▶ [Excerpted passage]:

First Word

January 25, 2019

We have a simple exercise today, inspired a co-worker. Where I work, we have a reporting tool that permits a “hook” to the underlying SQL in some places. My co-worker asked me how to write an SQL statement that extracts the first word (a maximal sequence of non-spaces) from the beginning of a string (assume there are no leading spaces). For instance, given the string “abcdefg hijklmnop qrs tuv wxyz” the first word is “abcdefg”. Here’s the SQL expression, wrapped in a select statement, with &&STR representing the string:

select substr('&&STR', 1, instr('&&STR', ' ') - 1) from dual

Your task is to write a program to extract the first word from a string. When you are finished, you are welcome to read or run a suggested solution, or to post your own solution or discuss the exercise in the comments below.

Pages: 1 2

Posted by programmingpraxis
Filed in Exercises
6 Comments »

6 Responses to “First Word”

  1. matthew said
    January 25, 2019 at 10:46 AM

    Extra points for implementing the Unicode default word breaking algorithm: https://unicode.org/reports/tr29/#Word_Boundaries

  2. V said
    January 25, 2019 at 12:14 PM

    Two solutions in golang.

    
package main

import (
	"fmt"
	"regexp"
)

func main() {
	s1 := "abcdefg hijklmnop qrs tuv wxyz"
	s2 := "~hola   caracola  de piazzolla"
	fmt.Println(firstWordWithLoop(s1))
	fmt.Println(firstWordWithRegexp(s1))
	fmt.Println()
	fmt.Println(firstWordWithLoop(s2))
	fmt.Println(firstWordWithRegexp(s2))
}

func firstWordWithLoop(str string) string {
	word := ""
	for _, char := range str {
		if char == ' ' {
			break
		}
		word += string(char)
	}
	return word
}

func firstWordWithRegexp(str string) string {
	return regexp.MustCompile(`[^ ]+`).FindString(str)
}
  3. Daniel said
    January 25, 2019 at 4:46 PM

    Here’s a solution in C.

    #include <stdio.h>
#include <stdlib.h>

int main(int argc, char* argv[]) {
  if (argc != 2) {
    fprintf(stderr, "Usage: %s STR\n", argv[0]);
    return EXIT_FAILURE;
  }
  char* str = argv[1];
  while (1) {
    char c = *(str++);
    if (c == ' ' || c == '\0') break;
    printf("%c", c);
  }
  printf("\n");
  return EXIT_SUCCESS;
}

    Example Usage:

    $ ./a.out "abcdefg hijklmnop qrs tuv wxyz"

▶ [What you need to do]: Copy the first-word thread above from "package main" to "fmt.Println()", word for word.

▶ [Data shown]:
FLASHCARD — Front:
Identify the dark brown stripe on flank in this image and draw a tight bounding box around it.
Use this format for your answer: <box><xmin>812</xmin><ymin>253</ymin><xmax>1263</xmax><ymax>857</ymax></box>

▶ [Result]:
package main

import (
	"fmt"
	"regexp"
)

func main() {
	s1 := "abcdefg hijklmnop qrs tuv wxyz"
	s2 := "~hola   caracola  de piazzolla"
	fmt.Println(firstWordWithLoop(s1))
	fmt.Println(firstWordWithRegexp(s1))
	fmt.Println()